Your objective: Please render the rows as a numbered list with blank lines left out, beginning at the line that contains "For full credit, report the precise bounding box of the algae" and stopping after the line that contains "193,167 -> 262,260".

[Stored dataset rows]
= = = = = = =
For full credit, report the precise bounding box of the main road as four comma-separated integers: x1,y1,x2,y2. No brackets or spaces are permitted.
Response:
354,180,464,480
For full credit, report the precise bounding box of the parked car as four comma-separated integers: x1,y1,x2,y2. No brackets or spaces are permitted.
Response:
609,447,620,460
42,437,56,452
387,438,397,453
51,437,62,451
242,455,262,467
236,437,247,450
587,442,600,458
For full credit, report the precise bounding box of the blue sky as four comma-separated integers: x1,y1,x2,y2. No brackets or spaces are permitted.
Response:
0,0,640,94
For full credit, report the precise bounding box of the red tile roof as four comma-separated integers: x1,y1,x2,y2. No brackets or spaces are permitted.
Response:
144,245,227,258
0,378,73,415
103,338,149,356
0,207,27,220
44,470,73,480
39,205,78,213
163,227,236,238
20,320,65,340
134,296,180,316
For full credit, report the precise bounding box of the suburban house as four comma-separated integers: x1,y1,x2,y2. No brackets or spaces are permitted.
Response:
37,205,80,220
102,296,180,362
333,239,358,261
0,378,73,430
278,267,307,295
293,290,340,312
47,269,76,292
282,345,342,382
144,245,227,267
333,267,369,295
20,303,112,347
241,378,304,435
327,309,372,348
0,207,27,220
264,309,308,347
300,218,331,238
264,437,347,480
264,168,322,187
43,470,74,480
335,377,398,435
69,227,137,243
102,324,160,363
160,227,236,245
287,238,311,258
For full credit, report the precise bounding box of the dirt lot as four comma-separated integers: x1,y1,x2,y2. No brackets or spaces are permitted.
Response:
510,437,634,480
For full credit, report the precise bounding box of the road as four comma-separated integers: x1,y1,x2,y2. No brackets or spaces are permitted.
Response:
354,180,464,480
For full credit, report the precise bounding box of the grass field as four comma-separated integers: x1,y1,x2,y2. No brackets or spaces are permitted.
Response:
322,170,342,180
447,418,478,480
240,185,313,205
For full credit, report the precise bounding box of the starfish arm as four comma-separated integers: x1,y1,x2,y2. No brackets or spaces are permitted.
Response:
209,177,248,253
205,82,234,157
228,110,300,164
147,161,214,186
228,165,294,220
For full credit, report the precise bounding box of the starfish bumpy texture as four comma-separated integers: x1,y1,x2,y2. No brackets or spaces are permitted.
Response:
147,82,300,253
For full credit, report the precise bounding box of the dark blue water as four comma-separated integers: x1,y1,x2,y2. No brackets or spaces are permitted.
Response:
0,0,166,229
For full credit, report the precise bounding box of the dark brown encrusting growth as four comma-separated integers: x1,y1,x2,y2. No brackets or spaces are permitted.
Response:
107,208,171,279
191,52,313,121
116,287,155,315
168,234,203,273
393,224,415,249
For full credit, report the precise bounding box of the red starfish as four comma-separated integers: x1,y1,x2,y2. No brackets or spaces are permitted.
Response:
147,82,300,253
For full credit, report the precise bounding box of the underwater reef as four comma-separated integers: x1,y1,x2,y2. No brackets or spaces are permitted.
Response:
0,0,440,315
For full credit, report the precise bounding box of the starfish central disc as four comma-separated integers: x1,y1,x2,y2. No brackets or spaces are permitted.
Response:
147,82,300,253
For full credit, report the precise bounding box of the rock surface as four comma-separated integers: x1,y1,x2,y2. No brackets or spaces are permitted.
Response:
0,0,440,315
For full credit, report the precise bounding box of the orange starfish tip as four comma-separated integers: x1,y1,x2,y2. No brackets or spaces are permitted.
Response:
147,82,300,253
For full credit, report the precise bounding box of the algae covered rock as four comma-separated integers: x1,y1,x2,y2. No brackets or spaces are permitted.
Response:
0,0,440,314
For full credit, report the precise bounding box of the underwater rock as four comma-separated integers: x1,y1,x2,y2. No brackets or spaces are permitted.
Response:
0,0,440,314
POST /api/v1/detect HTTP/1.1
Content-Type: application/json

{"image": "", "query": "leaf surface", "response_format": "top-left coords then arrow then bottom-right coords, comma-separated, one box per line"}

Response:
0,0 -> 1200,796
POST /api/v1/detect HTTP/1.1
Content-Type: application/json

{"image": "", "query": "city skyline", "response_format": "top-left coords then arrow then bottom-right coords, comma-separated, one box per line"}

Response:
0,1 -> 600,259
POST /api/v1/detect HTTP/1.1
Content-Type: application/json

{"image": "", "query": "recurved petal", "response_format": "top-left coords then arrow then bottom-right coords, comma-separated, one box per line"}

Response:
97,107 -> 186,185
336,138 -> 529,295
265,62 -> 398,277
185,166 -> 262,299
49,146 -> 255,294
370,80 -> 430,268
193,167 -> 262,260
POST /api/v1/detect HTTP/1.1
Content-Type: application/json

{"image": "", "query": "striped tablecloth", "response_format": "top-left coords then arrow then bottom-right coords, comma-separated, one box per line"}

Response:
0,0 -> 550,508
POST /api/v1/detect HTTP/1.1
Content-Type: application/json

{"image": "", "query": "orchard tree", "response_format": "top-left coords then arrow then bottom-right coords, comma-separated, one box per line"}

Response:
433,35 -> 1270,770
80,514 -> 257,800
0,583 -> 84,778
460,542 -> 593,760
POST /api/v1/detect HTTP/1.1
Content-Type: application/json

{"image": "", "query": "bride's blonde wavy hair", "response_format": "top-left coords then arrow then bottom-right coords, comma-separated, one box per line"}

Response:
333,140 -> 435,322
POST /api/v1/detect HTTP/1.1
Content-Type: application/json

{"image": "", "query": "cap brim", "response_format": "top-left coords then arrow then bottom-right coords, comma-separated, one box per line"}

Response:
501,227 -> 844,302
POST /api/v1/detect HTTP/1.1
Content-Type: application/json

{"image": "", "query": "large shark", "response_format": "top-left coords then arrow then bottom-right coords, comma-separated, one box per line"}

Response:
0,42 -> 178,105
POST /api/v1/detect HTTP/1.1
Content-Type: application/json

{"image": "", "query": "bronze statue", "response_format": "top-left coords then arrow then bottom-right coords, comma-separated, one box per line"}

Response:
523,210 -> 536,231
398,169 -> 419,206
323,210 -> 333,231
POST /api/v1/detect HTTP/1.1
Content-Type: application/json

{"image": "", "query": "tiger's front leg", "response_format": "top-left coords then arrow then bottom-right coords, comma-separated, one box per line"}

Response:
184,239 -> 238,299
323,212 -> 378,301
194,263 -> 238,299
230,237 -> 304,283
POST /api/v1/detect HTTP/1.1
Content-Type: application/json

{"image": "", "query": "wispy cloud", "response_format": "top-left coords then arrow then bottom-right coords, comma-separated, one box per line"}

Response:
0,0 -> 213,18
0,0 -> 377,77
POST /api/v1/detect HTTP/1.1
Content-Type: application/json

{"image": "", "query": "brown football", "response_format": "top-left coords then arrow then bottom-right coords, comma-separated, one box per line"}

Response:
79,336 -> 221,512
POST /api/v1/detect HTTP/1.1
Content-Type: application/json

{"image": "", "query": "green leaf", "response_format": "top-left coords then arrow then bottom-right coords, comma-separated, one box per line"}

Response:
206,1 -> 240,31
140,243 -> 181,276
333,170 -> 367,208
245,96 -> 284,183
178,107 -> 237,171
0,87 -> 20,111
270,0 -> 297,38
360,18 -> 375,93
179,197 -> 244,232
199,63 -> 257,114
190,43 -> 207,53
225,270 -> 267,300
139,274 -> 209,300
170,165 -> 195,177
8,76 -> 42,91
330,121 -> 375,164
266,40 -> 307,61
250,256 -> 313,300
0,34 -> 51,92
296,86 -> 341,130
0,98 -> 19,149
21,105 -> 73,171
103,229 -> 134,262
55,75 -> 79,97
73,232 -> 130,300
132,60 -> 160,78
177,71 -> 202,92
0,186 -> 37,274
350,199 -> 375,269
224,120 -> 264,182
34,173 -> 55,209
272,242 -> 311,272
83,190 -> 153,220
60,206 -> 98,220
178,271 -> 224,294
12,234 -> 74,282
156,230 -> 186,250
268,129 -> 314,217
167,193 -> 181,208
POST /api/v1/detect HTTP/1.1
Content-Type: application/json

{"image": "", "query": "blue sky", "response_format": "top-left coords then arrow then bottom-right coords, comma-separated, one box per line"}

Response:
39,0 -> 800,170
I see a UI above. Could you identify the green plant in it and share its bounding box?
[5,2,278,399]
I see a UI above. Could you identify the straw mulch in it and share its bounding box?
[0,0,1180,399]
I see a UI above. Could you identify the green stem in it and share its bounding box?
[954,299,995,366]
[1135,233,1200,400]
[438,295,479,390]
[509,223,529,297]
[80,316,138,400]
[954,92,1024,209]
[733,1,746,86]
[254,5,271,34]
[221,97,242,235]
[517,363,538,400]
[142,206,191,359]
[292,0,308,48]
= = = = = = =
Solution to this problem:
1. For full credit, report the precise bounding box of the algae covered rock as four comma-separated integers: x1,y1,x2,y2. No brackets or spaces are permitted.
2. Response:
3. 0,0,440,314
4. For full credit, report the precise bounding box of the underwater rock as four comma-separated integers: x1,y1,x2,y2. No brackets or spaces are permitted.
5. Response:
6. 0,0,440,314
7. POST /api/v1/detect HTTP/1.1
8. Content-Type: application/json
9. {"image": "", "query": "leaf surface", "response_format": "top-left coords then arrow then bottom-right coords, comma-separated, one box per line"}
10. Response:
11. 0,0 -> 1200,796
12. POST /api/v1/detect HTTP/1.1
13. Content-Type: application/json
14. {"image": "", "query": "city skyline", "response_format": "top-left coords then arrow then bottom-right coords, comma-separated, one box per line"}
15. Response:
16. 0,1 -> 600,259
17. POST /api/v1/detect HTTP/1.1
18. Content-Type: application/json
19. {"image": "", "query": "recurved petal", "response_format": "top-left coords then arrow then bottom-right coords, comma-separated, one box per line"}
20. Response:
21. 97,107 -> 186,185
22. 336,138 -> 529,295
23. 265,62 -> 398,277
24. 185,166 -> 262,299
25. 49,146 -> 255,294
26. 370,80 -> 430,268
27. 193,167 -> 262,260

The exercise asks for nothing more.